Collected data

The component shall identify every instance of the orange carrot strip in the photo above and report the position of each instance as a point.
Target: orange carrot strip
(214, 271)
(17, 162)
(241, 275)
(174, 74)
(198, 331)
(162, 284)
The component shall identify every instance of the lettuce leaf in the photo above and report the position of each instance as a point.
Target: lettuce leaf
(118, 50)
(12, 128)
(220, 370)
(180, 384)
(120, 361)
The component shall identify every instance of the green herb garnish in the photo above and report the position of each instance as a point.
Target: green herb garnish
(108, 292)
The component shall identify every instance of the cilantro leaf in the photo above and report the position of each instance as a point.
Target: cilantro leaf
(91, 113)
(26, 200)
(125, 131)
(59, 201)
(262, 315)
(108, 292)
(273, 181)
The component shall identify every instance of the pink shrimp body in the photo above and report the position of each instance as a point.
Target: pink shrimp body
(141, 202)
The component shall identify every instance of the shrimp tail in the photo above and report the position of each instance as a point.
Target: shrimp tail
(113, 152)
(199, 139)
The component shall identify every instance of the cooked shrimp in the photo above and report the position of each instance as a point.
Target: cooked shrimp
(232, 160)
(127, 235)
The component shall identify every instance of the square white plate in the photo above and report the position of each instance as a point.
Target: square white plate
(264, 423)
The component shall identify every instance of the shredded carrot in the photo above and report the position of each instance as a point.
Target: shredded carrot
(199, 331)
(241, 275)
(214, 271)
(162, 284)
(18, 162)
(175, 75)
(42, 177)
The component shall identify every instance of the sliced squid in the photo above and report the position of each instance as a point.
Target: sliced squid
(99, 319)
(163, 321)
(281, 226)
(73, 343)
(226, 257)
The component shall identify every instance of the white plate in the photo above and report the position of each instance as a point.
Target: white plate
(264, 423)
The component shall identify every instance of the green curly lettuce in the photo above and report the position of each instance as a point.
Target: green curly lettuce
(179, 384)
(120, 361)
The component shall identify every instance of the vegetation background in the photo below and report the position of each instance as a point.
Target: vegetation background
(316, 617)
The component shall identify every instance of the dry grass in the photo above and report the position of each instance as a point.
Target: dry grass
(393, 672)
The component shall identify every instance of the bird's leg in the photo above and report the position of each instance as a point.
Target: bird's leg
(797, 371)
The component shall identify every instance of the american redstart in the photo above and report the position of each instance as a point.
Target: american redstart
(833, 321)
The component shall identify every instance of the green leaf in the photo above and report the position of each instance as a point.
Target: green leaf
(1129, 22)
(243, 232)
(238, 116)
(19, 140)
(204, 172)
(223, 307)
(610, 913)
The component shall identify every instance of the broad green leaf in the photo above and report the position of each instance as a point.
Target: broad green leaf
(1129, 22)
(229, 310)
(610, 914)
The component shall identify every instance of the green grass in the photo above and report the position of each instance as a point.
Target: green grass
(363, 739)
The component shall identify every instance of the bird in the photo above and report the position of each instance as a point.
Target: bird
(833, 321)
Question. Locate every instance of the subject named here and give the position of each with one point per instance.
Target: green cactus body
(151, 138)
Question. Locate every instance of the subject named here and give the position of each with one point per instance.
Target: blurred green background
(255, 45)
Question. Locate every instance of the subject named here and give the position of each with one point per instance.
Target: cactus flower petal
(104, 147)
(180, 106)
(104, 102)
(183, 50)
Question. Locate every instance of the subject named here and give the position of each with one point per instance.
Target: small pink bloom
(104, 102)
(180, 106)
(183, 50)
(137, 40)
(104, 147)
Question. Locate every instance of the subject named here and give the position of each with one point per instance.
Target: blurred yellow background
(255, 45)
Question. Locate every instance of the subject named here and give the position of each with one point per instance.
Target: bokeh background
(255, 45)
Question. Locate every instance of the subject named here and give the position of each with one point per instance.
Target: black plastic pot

■ YOUR OBJECTIVE: Your task is to retype all the records above with nothing left out.

■ THE REPLY:
The component shall identify every instance of the orange carrot strip in the photo above and report the position of each instance as a point.
Target: orange carrot strip
(214, 271)
(17, 162)
(241, 275)
(174, 74)
(198, 331)
(162, 284)
The component shall identify every instance of the lettuce leaf in the photo above and report the position of each instance as a point.
Target: lettuce leaf
(118, 50)
(12, 128)
(220, 370)
(180, 384)
(120, 361)
The component shall identify every instance of the green herb garnish in the photo above and report the position of each instance as a point.
Target: green herb garnish
(108, 292)
The component shall identify every instance of the cilantro leaf in the photo above and report the position of each instance as a point.
Target: cilantro leaf
(91, 113)
(26, 200)
(125, 131)
(59, 201)
(262, 315)
(108, 292)
(273, 181)
The component shall identify every instance of the pink shrimp body in the photo above and report the position of each instance as a point.
Target: pink shrimp body
(141, 202)
The component shall identify every instance of the shrimp tail in the photo above and report the position of each instance as a point.
Target: shrimp tail
(113, 152)
(199, 139)
The component shall identify every instance of the cooked shrimp in the photo above and report the position of each instance as a point.
Target: cooked shrimp
(232, 160)
(127, 235)
The component shall identify every instance of the square white plate in the photo above and report the position of each instance as a point.
Target: square white plate
(264, 423)
The component shall identify every instance of the shredded carrot in the photo above and report the position of each instance as a point.
Target: shredded carrot
(199, 331)
(241, 275)
(214, 271)
(162, 284)
(18, 162)
(175, 75)
(42, 177)
The component shall identify every instance of the sliced squid in the photo above and report the position of each instance as a point.
Target: sliced squid
(99, 319)
(163, 321)
(281, 226)
(73, 343)
(226, 257)
The component shall identify every instance of the white plate in the photo above and report the position of each instance as a point.
Target: white plate
(264, 423)
The component shall identify every instance of the green curly lettuce in the photo above and report the position of each instance as a point.
Target: green curly lettuce
(179, 384)
(120, 361)
The component shall identify every instance of the vegetation background in the photo below and report the position of each instance as a point.
Target: vegetation background
(316, 617)
The component shall identify every instance of the dry grass in the photo above and report the position of each instance as a point.
Target: dry grass
(393, 672)
The component shall identify every instance of the bird's leg in the photo above and report the position of each instance as a point.
Target: bird's leg
(797, 371)
The component shall identify every instance of the american redstart in the photo above and report the position of each instance as a point.
Target: american redstart
(833, 321)
The component shall identify every instance of the green leaf in the photo above and report the position of each instance as a point.
Target: green leaf
(1129, 22)
(243, 232)
(238, 116)
(19, 140)
(204, 172)
(223, 307)
(610, 913)
The component shall identify every instance of the broad green leaf in the photo above and report the position of each instance as a point.
Target: broad green leaf
(1129, 22)
(229, 310)
(610, 914)
The component shall identify every instance of the green grass in the photo above and report the position of each instance as a point.
Target: green grass
(363, 739)
The component shall identify every instance of the bird in the photo above and report the position of each instance as a point.
Target: bird
(833, 321)
Question. Locate every instance of the subject named here and give the position of each with one point per instance.
Target: green cactus body
(151, 138)
Question. Locate every instance of the subject named here and give the position of each with one point per instance.
Target: blurred green background
(255, 45)
Question. Locate every instance of the subject named here and give the position of each with one point per instance.
Target: cactus flower petal
(104, 147)
(180, 106)
(104, 102)
(183, 50)
Question. Locate every instance of the subject named here and give the position of each with one point per instance.
Target: small pink bloom
(104, 102)
(180, 106)
(183, 50)
(137, 40)
(104, 147)
Question. Locate every instance of the subject named here and give the position of each with one point per instance.
Target: blurred yellow background
(255, 45)
Question. Locate every instance of the subject named here and give the position of each with one point per instance.
Target: bokeh background
(255, 45)
Question. Locate every instance of the subject named here and give the position of each with one point per instance.
Target: black plastic pot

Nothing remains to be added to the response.